━━ RECORDS ━━
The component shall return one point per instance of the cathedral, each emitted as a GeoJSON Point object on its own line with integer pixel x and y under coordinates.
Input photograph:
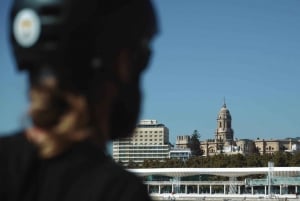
{"type": "Point", "coordinates": [224, 141]}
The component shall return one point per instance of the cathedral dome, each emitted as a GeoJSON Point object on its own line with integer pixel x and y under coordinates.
{"type": "Point", "coordinates": [224, 113]}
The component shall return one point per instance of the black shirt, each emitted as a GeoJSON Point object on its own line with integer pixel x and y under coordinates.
{"type": "Point", "coordinates": [83, 173]}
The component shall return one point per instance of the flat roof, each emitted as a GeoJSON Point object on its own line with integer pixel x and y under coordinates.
{"type": "Point", "coordinates": [227, 172]}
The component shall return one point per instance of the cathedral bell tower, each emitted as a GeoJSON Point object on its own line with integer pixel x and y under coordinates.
{"type": "Point", "coordinates": [224, 132]}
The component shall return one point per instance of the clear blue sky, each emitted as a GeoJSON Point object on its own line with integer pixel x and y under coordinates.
{"type": "Point", "coordinates": [247, 51]}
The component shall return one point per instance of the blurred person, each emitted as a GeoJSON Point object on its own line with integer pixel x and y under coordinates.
{"type": "Point", "coordinates": [84, 61]}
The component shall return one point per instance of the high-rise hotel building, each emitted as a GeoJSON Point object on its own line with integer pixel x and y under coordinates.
{"type": "Point", "coordinates": [150, 140]}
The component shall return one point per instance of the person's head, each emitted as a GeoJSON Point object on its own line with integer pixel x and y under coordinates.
{"type": "Point", "coordinates": [85, 56]}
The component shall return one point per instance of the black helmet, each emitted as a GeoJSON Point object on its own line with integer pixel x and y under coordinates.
{"type": "Point", "coordinates": [70, 37]}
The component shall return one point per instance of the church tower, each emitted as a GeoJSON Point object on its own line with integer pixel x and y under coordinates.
{"type": "Point", "coordinates": [224, 132]}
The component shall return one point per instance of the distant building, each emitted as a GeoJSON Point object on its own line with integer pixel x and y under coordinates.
{"type": "Point", "coordinates": [274, 145]}
{"type": "Point", "coordinates": [180, 153]}
{"type": "Point", "coordinates": [181, 150]}
{"type": "Point", "coordinates": [183, 141]}
{"type": "Point", "coordinates": [223, 141]}
{"type": "Point", "coordinates": [149, 141]}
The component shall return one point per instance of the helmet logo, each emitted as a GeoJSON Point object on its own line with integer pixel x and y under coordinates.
{"type": "Point", "coordinates": [26, 28]}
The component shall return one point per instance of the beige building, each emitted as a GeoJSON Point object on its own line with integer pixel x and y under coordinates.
{"type": "Point", "coordinates": [224, 141]}
{"type": "Point", "coordinates": [149, 141]}
{"type": "Point", "coordinates": [270, 146]}
{"type": "Point", "coordinates": [182, 141]}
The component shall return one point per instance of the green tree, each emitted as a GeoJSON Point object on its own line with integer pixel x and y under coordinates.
{"type": "Point", "coordinates": [195, 144]}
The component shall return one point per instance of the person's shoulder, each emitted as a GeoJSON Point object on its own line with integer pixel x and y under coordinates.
{"type": "Point", "coordinates": [13, 139]}
{"type": "Point", "coordinates": [15, 146]}
{"type": "Point", "coordinates": [114, 182]}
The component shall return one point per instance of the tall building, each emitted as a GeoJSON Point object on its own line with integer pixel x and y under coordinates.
{"type": "Point", "coordinates": [224, 132]}
{"type": "Point", "coordinates": [224, 141]}
{"type": "Point", "coordinates": [150, 140]}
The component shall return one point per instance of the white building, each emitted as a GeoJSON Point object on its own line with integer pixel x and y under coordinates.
{"type": "Point", "coordinates": [181, 153]}
{"type": "Point", "coordinates": [150, 140]}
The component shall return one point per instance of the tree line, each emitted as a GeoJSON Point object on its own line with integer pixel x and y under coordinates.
{"type": "Point", "coordinates": [280, 159]}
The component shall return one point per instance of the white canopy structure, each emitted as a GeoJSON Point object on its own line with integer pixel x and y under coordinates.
{"type": "Point", "coordinates": [227, 172]}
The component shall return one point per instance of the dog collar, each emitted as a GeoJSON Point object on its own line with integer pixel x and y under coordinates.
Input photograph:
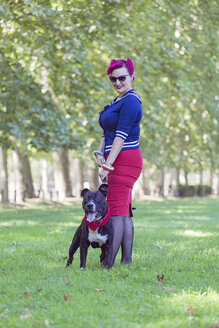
{"type": "Point", "coordinates": [94, 225]}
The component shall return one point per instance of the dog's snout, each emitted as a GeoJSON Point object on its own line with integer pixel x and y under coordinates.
{"type": "Point", "coordinates": [91, 206]}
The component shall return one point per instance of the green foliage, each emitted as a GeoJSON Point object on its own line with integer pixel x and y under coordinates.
{"type": "Point", "coordinates": [59, 51]}
{"type": "Point", "coordinates": [174, 238]}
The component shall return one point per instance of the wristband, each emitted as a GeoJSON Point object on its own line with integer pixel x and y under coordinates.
{"type": "Point", "coordinates": [109, 167]}
{"type": "Point", "coordinates": [98, 152]}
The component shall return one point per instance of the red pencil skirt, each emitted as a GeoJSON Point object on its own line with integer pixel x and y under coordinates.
{"type": "Point", "coordinates": [127, 169]}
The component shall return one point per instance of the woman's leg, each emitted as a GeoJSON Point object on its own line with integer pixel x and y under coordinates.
{"type": "Point", "coordinates": [127, 241]}
{"type": "Point", "coordinates": [118, 226]}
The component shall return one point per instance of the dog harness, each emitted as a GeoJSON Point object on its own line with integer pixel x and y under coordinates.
{"type": "Point", "coordinates": [94, 225]}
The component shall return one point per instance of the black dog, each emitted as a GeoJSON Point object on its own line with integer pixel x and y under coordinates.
{"type": "Point", "coordinates": [96, 228]}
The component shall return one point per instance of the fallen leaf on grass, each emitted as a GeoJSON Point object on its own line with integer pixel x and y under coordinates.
{"type": "Point", "coordinates": [167, 288]}
{"type": "Point", "coordinates": [64, 279]}
{"type": "Point", "coordinates": [66, 297]}
{"type": "Point", "coordinates": [159, 246]}
{"type": "Point", "coordinates": [100, 289]}
{"type": "Point", "coordinates": [191, 310]}
{"type": "Point", "coordinates": [26, 315]}
{"type": "Point", "coordinates": [3, 313]}
{"type": "Point", "coordinates": [27, 295]}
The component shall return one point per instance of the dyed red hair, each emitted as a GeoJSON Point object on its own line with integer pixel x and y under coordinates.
{"type": "Point", "coordinates": [118, 63]}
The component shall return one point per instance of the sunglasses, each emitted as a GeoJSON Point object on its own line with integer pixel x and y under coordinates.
{"type": "Point", "coordinates": [121, 78]}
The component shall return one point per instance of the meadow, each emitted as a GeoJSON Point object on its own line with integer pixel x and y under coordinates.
{"type": "Point", "coordinates": [172, 281]}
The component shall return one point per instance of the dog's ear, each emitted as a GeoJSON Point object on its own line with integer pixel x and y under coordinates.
{"type": "Point", "coordinates": [84, 191]}
{"type": "Point", "coordinates": [103, 188]}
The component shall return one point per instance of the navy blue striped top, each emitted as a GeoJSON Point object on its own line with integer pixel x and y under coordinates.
{"type": "Point", "coordinates": [122, 119]}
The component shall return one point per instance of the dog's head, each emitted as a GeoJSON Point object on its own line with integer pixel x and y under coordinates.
{"type": "Point", "coordinates": [94, 203]}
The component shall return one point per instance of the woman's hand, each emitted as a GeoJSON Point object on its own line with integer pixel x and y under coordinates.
{"type": "Point", "coordinates": [100, 160]}
{"type": "Point", "coordinates": [103, 174]}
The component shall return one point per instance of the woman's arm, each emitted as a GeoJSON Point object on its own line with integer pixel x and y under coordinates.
{"type": "Point", "coordinates": [100, 158]}
{"type": "Point", "coordinates": [115, 150]}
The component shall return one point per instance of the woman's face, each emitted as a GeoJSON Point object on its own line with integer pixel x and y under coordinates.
{"type": "Point", "coordinates": [119, 85]}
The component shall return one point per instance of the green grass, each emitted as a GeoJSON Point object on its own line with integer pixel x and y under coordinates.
{"type": "Point", "coordinates": [37, 290]}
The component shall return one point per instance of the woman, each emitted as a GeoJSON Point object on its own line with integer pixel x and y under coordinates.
{"type": "Point", "coordinates": [119, 153]}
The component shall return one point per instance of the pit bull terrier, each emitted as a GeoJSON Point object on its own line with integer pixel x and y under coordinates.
{"type": "Point", "coordinates": [96, 228]}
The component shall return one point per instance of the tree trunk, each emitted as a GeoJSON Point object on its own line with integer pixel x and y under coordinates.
{"type": "Point", "coordinates": [28, 180]}
{"type": "Point", "coordinates": [3, 175]}
{"type": "Point", "coordinates": [174, 186]}
{"type": "Point", "coordinates": [62, 175]}
{"type": "Point", "coordinates": [44, 183]}
{"type": "Point", "coordinates": [18, 176]}
{"type": "Point", "coordinates": [77, 176]}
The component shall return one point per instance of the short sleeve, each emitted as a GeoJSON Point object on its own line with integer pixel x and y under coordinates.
{"type": "Point", "coordinates": [128, 115]}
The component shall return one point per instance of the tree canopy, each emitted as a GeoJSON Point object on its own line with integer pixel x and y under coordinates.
{"type": "Point", "coordinates": [54, 55]}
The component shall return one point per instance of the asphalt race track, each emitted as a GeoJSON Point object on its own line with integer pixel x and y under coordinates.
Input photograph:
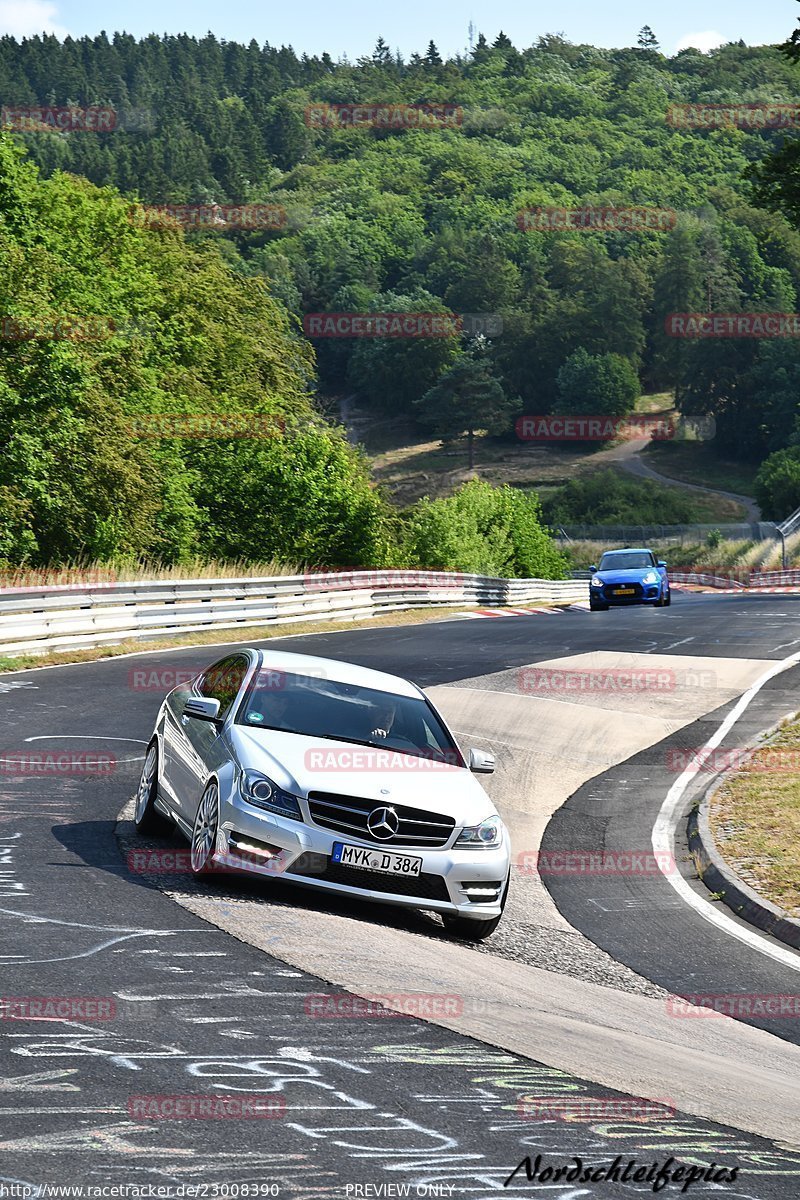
{"type": "Point", "coordinates": [209, 989]}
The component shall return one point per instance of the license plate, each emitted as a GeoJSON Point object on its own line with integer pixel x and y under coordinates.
{"type": "Point", "coordinates": [380, 861]}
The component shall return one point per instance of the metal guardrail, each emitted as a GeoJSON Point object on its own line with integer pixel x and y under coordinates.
{"type": "Point", "coordinates": [34, 621]}
{"type": "Point", "coordinates": [644, 534]}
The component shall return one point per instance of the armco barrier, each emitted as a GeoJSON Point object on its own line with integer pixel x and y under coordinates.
{"type": "Point", "coordinates": [66, 618]}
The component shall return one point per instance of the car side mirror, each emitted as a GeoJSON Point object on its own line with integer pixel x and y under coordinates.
{"type": "Point", "coordinates": [480, 762]}
{"type": "Point", "coordinates": [202, 709]}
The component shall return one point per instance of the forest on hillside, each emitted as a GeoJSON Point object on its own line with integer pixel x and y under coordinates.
{"type": "Point", "coordinates": [385, 220]}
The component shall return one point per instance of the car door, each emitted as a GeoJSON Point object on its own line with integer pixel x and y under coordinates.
{"type": "Point", "coordinates": [198, 749]}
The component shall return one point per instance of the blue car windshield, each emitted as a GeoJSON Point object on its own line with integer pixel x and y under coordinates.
{"type": "Point", "coordinates": [625, 561]}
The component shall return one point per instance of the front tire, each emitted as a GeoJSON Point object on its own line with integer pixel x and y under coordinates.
{"type": "Point", "coordinates": [146, 817]}
{"type": "Point", "coordinates": [204, 834]}
{"type": "Point", "coordinates": [476, 930]}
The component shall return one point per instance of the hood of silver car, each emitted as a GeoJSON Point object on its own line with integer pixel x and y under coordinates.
{"type": "Point", "coordinates": [302, 765]}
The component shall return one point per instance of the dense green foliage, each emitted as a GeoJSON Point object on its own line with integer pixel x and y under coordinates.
{"type": "Point", "coordinates": [465, 399]}
{"type": "Point", "coordinates": [485, 531]}
{"type": "Point", "coordinates": [167, 330]}
{"type": "Point", "coordinates": [426, 219]}
{"type": "Point", "coordinates": [608, 498]}
{"type": "Point", "coordinates": [377, 220]}
{"type": "Point", "coordinates": [596, 383]}
{"type": "Point", "coordinates": [777, 484]}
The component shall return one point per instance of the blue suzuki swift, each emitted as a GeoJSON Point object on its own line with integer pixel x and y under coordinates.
{"type": "Point", "coordinates": [629, 576]}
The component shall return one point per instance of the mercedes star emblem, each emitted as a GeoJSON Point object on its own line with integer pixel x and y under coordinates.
{"type": "Point", "coordinates": [383, 823]}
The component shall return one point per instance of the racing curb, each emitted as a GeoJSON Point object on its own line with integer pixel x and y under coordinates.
{"type": "Point", "coordinates": [719, 877]}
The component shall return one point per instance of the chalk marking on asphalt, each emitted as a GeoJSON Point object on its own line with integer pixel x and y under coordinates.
{"type": "Point", "coordinates": [683, 642]}
{"type": "Point", "coordinates": [663, 829]}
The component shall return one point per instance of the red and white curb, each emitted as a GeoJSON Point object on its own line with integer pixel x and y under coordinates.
{"type": "Point", "coordinates": [528, 612]}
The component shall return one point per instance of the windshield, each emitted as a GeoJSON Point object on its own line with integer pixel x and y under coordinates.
{"type": "Point", "coordinates": [325, 708]}
{"type": "Point", "coordinates": [625, 559]}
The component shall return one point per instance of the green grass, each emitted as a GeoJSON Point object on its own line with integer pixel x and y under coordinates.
{"type": "Point", "coordinates": [756, 820]}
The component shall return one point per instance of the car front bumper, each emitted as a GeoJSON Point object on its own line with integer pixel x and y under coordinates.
{"type": "Point", "coordinates": [301, 853]}
{"type": "Point", "coordinates": [643, 593]}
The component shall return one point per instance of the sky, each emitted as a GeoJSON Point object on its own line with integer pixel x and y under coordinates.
{"type": "Point", "coordinates": [352, 27]}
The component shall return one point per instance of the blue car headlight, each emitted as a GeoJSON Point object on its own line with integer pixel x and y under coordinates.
{"type": "Point", "coordinates": [260, 791]}
{"type": "Point", "coordinates": [487, 835]}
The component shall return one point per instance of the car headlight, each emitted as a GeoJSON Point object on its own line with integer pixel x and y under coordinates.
{"type": "Point", "coordinates": [260, 791]}
{"type": "Point", "coordinates": [488, 834]}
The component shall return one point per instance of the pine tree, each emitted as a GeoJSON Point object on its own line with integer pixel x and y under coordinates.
{"type": "Point", "coordinates": [382, 54]}
{"type": "Point", "coordinates": [432, 58]}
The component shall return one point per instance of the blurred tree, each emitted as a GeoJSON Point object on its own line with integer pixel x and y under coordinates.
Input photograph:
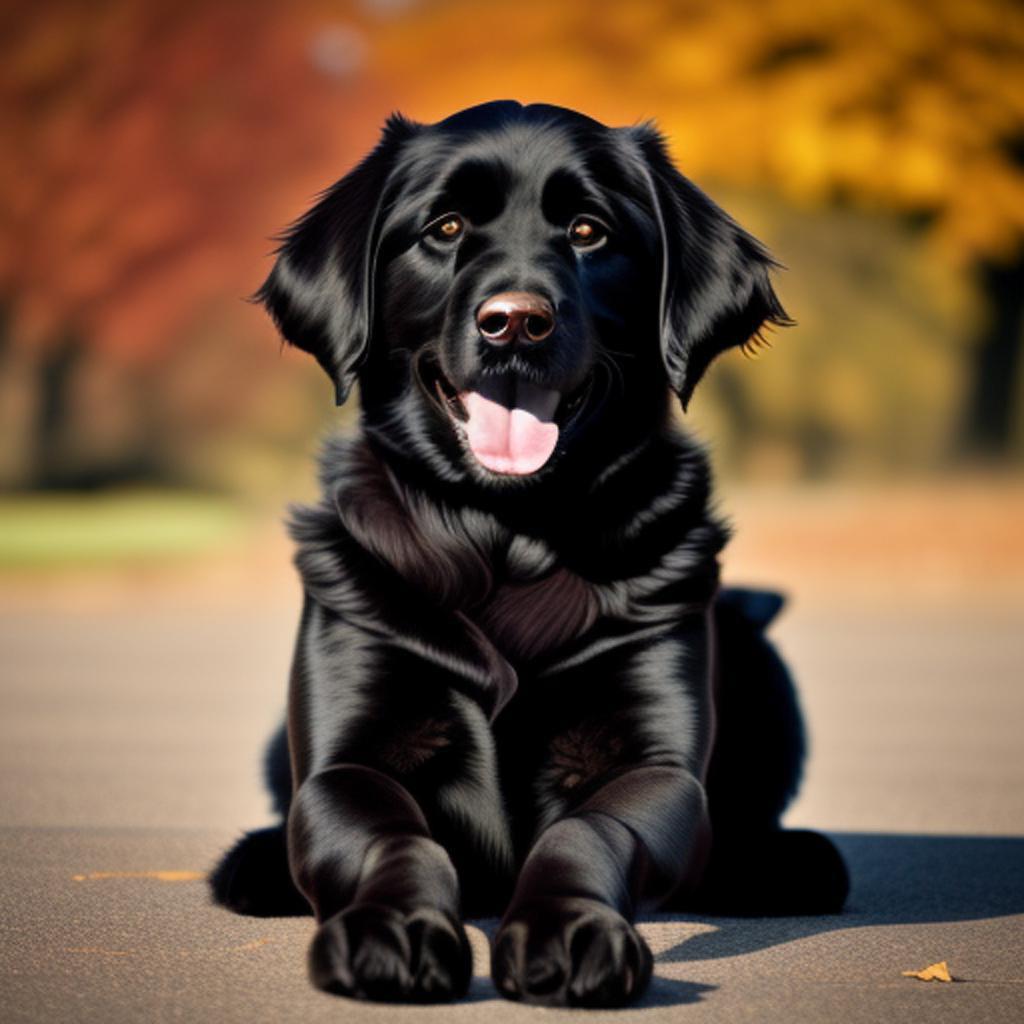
{"type": "Point", "coordinates": [910, 107]}
{"type": "Point", "coordinates": [133, 195]}
{"type": "Point", "coordinates": [148, 150]}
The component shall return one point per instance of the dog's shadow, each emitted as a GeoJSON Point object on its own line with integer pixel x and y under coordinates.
{"type": "Point", "coordinates": [895, 880]}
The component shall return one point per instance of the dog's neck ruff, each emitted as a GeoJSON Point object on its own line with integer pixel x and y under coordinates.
{"type": "Point", "coordinates": [402, 563]}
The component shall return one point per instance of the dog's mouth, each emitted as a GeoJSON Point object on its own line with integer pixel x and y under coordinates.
{"type": "Point", "coordinates": [509, 424]}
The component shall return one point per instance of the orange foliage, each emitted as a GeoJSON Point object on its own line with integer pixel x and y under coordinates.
{"type": "Point", "coordinates": [151, 151]}
{"type": "Point", "coordinates": [904, 105]}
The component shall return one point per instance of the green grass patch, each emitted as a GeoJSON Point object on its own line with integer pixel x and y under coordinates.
{"type": "Point", "coordinates": [56, 530]}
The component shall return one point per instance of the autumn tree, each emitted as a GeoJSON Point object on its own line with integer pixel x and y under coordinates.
{"type": "Point", "coordinates": [150, 151]}
{"type": "Point", "coordinates": [907, 107]}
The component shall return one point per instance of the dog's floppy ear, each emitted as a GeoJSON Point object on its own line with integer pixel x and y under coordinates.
{"type": "Point", "coordinates": [716, 291]}
{"type": "Point", "coordinates": [321, 291]}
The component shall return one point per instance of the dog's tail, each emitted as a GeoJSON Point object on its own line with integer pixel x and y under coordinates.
{"type": "Point", "coordinates": [253, 878]}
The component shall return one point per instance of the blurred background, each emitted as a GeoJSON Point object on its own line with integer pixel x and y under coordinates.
{"type": "Point", "coordinates": [153, 427]}
{"type": "Point", "coordinates": [151, 151]}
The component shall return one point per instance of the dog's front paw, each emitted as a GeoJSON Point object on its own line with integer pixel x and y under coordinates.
{"type": "Point", "coordinates": [370, 951]}
{"type": "Point", "coordinates": [570, 952]}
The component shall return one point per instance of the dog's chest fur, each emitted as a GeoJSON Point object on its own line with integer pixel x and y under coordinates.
{"type": "Point", "coordinates": [511, 586]}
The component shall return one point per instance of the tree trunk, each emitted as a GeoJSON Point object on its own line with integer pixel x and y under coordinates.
{"type": "Point", "coordinates": [992, 383]}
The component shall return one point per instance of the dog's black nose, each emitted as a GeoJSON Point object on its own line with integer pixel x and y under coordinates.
{"type": "Point", "coordinates": [515, 315]}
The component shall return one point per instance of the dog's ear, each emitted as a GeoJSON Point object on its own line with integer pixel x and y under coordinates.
{"type": "Point", "coordinates": [716, 291]}
{"type": "Point", "coordinates": [321, 291]}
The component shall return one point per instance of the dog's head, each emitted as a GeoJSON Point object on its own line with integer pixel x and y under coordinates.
{"type": "Point", "coordinates": [513, 280]}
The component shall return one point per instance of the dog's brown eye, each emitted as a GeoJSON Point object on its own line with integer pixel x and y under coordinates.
{"type": "Point", "coordinates": [445, 228]}
{"type": "Point", "coordinates": [585, 232]}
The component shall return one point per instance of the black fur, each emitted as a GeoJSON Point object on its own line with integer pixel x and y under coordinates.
{"type": "Point", "coordinates": [522, 695]}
━━━
→ **DIRECTIONS FOR THIS TASK**: All lines from the one with "the dog's front" to the end of the entries above are to be written out exactly, the first and last included.

→ **ANSWER BOX**:
The component shall return one point per instance of the dog's front paw, each emitted as a GeoJSON Point object on its own line with integer pixel x and y under coordinates.
{"type": "Point", "coordinates": [370, 951]}
{"type": "Point", "coordinates": [570, 952]}
The component shall return one point per instance of the dog's chest fur, each emitted as a GeoJSON Point object on its own line with integer pixel x and y under coordinates.
{"type": "Point", "coordinates": [511, 586]}
The component shall return one point per instance of the tree trunk, each emitted as a GeoJSON Point object on its own line with integer pixel x and y under coordinates.
{"type": "Point", "coordinates": [992, 383]}
The component shall return one point per instance of the dog's black nose, each emitted as a GeoJSON Point object on its own line with integer pixel x and y under coordinates.
{"type": "Point", "coordinates": [515, 315]}
The component shall return one point per instance of the dog's ear, each emitted as a GeoJSON Point object on its own line with integer pixel x and y under coordinates.
{"type": "Point", "coordinates": [716, 291]}
{"type": "Point", "coordinates": [321, 291]}
The component shall return one point per instance of the dog's head, each emitted as a GeoJSON Point object on its own line with integer pixel x and y under coordinates.
{"type": "Point", "coordinates": [513, 280]}
The component shall return one point per instance of the dog's brown eye, each emitted as a GeoJSON Point object on its own line with integer pixel x and y under coordinates.
{"type": "Point", "coordinates": [445, 228]}
{"type": "Point", "coordinates": [585, 232]}
The component shall return one point per instance of the black fur, each emitted as a GeoJSON Point object on its own line with integer pixel x and y under coordinates.
{"type": "Point", "coordinates": [522, 695]}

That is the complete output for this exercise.